> What you will do
Reproduce the records below word for word, from the line containing "One point per instance of the stiletto" through the line containing "One point per instance of the black car hood.", including both of those lines.

> Input

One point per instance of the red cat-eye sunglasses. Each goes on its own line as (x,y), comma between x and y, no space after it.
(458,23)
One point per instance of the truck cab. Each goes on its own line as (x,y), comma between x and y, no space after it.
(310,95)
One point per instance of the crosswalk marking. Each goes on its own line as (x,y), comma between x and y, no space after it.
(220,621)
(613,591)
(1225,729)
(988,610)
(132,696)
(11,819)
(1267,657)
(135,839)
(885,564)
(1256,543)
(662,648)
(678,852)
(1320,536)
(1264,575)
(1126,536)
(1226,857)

* * *

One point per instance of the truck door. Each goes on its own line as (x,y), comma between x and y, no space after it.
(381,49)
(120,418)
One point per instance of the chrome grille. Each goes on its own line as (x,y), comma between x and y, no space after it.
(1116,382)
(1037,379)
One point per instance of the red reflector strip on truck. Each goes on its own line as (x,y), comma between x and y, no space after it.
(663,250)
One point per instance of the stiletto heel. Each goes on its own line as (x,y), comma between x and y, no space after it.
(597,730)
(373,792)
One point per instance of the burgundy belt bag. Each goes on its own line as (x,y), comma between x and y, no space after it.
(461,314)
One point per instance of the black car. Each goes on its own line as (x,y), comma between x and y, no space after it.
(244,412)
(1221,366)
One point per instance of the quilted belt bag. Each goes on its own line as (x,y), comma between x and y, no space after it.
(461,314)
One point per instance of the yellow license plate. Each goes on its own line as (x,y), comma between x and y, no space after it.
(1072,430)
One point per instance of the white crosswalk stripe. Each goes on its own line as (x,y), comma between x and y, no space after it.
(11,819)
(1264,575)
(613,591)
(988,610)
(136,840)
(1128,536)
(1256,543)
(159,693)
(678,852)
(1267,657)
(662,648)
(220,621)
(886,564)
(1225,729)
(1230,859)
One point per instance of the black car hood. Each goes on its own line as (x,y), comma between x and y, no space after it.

> Answer to this exercise
One point per instance of the stiletto heel. Each goes on its own line as (x,y), comma between x and y, no space after it.
(597,730)
(373,792)
One point per instance of the burgundy belt bag. Each goes on its own line as (x,y), comma between x and y, no space after it.
(461,314)
One point per instance of the black car. Each goes on its own line as (x,y), comma between x and y, no space after it.
(244,412)
(1221,366)
One point per instance of the quilted belt bag. Each goes on its own line as (x,y), comma between x and y, no space after it.
(461,314)
One point per instance of the yellow license plate. Each goes on its own line as (x,y), comma between x and y, no space after it.
(1072,430)
One point per instance of the white crosswalk stripe. Each goes on its own line as (x,y), comma between x and y, no space after it.
(11,819)
(1264,575)
(613,591)
(988,610)
(136,840)
(1128,536)
(1256,543)
(159,693)
(678,852)
(1267,657)
(662,648)
(220,621)
(886,564)
(1225,729)
(1230,859)
One point per instance of the black car hood. Each goes on its own line as (x,y), comma between x and y, no space after it.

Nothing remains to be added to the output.